▸ Problems and tasks:
(a) Please rewrite the stretch of the gun trust article from "We’ve living through" through "firearms in Florida?", putting "turbulent" in place of "tumultuous".
(b) Carry on the gun trust article from the point where it stops.

▸ Document extract:
+++++

We’ve living through some pretty tumultuous times, so we’ve been getting a lot of calls recently about gun trusts. One 20-year old man – we’ll call him Johnny – asked an interesting question: was there a legal way he could use a gun trust to buy regular (Title I) or NFA (Title II) firearms in Florida?
The short answer – if you don’t want to read any further – is no.
Here’s the longer explanation >>>
As many of you know, the absolutely atrocious Marjory Stoneman Douglas High School Public Safety Act, was passed in March 2018 by our cowering legislators in a knee-jerk reaction to the Parkland murders. One of the things it did was raise the legal age to PURCHASE any guns in Florida to 21. A person under age 21 is still allowed to POSSESS guns legally acquired before the law passed, or gifted to them after the law passed. They are just prohibited from buying them.
And, of course, the federal laws against straw purchases are still in effect, so a person under the age of 21 can’t give money to someone 21 or over – not even a parent or sibling – to buy a gun for him or her.
Johnny was wondering whether by naming himself and his father as trustees on a gun trust and opening a bank account in the name of the trust (a perfectly legal thing to do), the funds from the gun trust bank account could be used by his father, acting as trustee, to buy a gun for the gun trust.

+++++

Saved entries
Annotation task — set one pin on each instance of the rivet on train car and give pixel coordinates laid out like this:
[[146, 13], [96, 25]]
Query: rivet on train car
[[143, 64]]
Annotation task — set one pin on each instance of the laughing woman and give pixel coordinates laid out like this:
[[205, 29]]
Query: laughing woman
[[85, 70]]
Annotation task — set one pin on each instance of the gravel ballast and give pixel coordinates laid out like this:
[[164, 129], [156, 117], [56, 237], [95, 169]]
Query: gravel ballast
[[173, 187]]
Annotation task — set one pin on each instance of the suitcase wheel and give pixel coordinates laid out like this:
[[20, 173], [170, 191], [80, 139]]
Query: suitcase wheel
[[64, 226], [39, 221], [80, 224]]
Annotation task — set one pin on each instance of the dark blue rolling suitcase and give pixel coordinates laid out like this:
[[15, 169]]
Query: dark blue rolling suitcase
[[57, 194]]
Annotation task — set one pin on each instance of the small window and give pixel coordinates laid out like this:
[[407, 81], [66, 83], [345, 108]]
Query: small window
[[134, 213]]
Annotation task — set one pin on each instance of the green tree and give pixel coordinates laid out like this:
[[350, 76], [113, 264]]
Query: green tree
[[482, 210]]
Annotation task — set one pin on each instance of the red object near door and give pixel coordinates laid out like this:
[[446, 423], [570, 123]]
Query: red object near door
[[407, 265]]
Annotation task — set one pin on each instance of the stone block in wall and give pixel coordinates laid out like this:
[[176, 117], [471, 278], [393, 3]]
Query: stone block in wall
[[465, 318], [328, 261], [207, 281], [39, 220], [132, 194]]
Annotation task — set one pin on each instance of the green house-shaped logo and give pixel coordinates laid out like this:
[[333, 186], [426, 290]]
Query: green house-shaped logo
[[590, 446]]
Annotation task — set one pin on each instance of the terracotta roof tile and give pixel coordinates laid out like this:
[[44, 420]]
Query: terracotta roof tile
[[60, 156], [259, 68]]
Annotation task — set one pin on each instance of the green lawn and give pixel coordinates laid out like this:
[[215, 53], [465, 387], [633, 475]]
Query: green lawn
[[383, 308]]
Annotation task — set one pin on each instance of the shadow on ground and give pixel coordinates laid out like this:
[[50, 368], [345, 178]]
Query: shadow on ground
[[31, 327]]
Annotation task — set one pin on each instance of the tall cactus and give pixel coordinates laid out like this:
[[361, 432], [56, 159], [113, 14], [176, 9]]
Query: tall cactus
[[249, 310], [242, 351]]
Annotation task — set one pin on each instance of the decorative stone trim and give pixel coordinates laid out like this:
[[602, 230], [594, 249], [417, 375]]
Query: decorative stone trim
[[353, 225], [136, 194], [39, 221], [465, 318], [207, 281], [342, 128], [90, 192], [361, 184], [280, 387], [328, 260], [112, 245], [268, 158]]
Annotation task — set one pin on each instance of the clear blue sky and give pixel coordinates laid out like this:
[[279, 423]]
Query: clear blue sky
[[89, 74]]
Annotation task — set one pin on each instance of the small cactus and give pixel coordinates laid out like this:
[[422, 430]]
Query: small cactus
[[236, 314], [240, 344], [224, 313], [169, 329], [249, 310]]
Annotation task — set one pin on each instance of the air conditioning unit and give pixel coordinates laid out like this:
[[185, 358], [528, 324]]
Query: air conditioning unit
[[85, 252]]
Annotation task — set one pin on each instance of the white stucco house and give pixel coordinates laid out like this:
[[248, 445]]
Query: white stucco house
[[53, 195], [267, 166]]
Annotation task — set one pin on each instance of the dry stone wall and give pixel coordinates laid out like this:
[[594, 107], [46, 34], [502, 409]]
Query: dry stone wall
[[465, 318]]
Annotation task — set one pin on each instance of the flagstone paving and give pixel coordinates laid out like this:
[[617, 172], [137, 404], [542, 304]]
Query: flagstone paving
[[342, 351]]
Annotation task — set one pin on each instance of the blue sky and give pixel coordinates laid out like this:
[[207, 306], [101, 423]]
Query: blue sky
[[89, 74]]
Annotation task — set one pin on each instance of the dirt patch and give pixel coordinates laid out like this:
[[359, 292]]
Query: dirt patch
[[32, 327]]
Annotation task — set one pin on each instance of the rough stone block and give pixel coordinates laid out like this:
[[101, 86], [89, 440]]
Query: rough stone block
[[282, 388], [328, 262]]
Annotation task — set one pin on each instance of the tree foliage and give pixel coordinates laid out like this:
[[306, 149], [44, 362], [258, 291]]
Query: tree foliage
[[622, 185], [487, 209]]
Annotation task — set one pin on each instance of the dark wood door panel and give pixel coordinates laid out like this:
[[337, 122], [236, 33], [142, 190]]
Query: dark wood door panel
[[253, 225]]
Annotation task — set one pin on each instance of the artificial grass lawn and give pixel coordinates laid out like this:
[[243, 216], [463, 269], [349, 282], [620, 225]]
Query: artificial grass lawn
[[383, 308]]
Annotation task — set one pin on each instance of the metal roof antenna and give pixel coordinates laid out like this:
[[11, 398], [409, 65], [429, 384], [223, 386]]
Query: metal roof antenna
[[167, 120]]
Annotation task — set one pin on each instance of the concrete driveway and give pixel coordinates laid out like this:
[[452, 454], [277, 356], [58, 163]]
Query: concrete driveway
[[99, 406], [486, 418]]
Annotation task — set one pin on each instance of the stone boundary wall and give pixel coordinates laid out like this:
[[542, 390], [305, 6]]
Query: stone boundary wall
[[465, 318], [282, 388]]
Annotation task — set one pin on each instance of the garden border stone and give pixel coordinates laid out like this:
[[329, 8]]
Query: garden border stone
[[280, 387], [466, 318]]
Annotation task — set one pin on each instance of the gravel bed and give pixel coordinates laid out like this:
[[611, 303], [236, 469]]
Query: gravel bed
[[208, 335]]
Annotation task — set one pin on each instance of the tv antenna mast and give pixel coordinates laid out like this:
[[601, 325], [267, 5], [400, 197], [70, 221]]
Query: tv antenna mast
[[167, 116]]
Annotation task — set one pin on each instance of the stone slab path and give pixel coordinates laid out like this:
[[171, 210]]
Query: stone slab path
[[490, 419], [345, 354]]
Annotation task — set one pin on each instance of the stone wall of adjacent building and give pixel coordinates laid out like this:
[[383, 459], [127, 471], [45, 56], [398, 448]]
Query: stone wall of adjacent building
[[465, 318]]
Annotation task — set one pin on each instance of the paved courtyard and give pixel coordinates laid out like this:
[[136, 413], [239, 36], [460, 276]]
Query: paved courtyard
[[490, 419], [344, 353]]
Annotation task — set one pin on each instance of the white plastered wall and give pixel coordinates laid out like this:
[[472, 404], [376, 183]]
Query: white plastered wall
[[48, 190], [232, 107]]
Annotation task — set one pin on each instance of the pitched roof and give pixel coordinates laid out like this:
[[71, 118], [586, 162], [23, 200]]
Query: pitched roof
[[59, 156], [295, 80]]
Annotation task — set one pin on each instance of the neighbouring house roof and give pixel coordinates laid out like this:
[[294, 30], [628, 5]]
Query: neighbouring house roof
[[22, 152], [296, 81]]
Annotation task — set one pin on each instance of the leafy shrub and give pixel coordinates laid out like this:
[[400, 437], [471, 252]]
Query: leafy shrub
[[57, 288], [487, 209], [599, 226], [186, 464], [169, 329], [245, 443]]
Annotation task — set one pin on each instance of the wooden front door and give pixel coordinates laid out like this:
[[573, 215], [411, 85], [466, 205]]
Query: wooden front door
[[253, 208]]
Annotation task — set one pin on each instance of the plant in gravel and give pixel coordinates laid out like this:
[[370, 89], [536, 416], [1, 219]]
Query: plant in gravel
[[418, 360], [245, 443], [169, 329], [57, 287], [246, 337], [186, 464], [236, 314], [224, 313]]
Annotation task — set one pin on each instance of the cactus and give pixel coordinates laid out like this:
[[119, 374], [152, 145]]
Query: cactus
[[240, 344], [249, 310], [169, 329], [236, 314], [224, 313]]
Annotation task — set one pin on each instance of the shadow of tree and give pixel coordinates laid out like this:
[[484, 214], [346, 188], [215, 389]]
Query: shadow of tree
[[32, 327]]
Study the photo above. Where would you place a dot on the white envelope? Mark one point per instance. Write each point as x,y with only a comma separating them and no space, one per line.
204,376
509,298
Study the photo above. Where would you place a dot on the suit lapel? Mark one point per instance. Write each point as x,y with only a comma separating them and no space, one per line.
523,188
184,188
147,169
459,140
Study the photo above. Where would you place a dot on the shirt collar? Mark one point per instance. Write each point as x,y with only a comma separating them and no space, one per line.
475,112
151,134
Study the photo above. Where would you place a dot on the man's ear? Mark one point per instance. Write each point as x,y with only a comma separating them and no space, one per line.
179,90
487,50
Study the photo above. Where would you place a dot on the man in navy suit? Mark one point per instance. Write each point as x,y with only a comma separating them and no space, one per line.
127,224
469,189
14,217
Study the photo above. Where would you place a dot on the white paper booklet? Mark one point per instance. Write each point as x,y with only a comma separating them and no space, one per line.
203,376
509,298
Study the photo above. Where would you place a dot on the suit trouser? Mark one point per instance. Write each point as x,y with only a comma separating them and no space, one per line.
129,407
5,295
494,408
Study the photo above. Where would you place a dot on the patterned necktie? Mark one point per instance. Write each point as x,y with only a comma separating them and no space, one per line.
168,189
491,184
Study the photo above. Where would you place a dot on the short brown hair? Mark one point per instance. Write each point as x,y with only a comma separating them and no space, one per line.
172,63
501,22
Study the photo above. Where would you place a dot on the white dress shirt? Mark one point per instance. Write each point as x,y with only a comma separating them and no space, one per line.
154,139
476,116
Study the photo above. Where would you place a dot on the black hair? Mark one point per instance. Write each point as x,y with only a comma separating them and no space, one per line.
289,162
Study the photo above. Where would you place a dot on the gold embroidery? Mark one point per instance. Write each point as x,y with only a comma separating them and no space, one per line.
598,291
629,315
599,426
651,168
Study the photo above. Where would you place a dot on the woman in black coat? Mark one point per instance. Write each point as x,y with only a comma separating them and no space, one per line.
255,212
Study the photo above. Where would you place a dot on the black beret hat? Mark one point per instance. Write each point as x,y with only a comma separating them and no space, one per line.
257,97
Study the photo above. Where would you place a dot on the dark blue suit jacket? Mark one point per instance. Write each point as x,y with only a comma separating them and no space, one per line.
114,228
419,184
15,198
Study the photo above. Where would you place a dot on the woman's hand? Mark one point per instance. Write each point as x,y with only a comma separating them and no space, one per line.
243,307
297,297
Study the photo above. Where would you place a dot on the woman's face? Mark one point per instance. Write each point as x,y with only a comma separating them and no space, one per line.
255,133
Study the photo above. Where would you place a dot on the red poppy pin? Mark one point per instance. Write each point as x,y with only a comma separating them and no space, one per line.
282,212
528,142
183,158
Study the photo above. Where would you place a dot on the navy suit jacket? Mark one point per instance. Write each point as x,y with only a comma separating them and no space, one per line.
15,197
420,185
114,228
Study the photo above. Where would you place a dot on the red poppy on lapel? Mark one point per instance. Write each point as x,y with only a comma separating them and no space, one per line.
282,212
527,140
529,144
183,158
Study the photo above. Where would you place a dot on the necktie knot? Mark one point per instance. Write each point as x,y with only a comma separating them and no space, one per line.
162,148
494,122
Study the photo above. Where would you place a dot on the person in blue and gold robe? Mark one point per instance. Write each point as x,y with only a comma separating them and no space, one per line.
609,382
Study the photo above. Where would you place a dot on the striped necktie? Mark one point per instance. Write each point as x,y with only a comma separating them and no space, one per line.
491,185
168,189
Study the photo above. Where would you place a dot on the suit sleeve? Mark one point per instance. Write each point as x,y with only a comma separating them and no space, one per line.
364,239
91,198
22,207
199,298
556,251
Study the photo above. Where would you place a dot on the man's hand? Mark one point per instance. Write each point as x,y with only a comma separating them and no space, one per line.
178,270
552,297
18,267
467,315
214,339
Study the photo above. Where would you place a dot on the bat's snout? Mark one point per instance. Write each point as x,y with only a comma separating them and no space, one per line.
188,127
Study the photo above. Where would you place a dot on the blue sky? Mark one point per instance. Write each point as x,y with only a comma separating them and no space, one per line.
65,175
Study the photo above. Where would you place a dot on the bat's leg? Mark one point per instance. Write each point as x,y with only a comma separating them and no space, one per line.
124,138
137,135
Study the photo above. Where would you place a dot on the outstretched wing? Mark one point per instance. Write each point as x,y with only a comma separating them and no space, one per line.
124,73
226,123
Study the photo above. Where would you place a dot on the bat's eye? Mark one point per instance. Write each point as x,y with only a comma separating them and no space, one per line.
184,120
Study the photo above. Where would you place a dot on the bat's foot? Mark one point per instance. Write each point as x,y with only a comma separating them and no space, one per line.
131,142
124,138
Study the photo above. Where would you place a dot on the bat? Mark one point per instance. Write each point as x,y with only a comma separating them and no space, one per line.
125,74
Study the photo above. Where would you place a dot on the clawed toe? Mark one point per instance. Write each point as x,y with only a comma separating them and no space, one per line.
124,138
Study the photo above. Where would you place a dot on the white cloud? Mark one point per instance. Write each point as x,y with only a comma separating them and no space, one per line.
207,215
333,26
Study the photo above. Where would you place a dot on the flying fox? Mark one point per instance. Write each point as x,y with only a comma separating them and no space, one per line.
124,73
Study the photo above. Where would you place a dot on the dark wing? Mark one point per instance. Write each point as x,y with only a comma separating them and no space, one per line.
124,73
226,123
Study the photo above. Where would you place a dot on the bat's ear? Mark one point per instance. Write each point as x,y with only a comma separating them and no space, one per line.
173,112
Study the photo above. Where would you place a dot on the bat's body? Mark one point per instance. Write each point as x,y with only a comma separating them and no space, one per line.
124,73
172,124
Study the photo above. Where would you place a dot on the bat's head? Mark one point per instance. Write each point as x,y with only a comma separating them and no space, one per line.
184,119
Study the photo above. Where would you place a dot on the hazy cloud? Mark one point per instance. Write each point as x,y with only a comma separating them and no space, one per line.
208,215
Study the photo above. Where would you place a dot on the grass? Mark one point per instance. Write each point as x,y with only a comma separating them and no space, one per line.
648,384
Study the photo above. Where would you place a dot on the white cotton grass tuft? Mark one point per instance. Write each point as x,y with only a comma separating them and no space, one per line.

+++++

▸ Answers:
(a)
We’ve living through some pretty turbulent times, so we’ve been getting a lot of calls recently about gun trusts. One 20-year old man – we’ll call him Johnny – asked an interesting question: was there a legal way he could use a gun trust to buy regular (Title I) or NFA (Title II) firearms in Florida?

(b)
We’ll consider buying a “plain vanilla” Title I gun, such as a Glock 17, first.
The federal gun laws make no sense. For some reason, when it comes to Title I guns, a trust isn’t considered a “person,” and only “persons” can buy Title I guns. Since Johnny is the sole Grantor of the gun trust, it’s presumed by law that the money in the trust bank account is his. So Dad would be filling out the ATF Form 4473 at the gun shop in his own name, certifying that he was purchasing the gun for himself, but using Johnny’s money with the intent that the gun would be Johnny’s. That’s a straw purchase. Big felony no-no.
Now, could Dad use his own money and buy the gun as an individual, with the intent to gift it to Johnny? Yes, that’s legal and not considered a straw purchase (as long as Johnny doesn’t give him anything in cash or trade for it). Johnny could then assign that gun to his gun trust and possess it legally. But that’s not what Johnny wants – he wants to be his own man, not rely on Dad for gifts.
What about buying an NFA firearm, such as a suppressor, using gun trust funds? That’s a bit more complicated because now we have to look at Florida law, federal law, and the ATF’s rules regarding the transfers of NFA firearms.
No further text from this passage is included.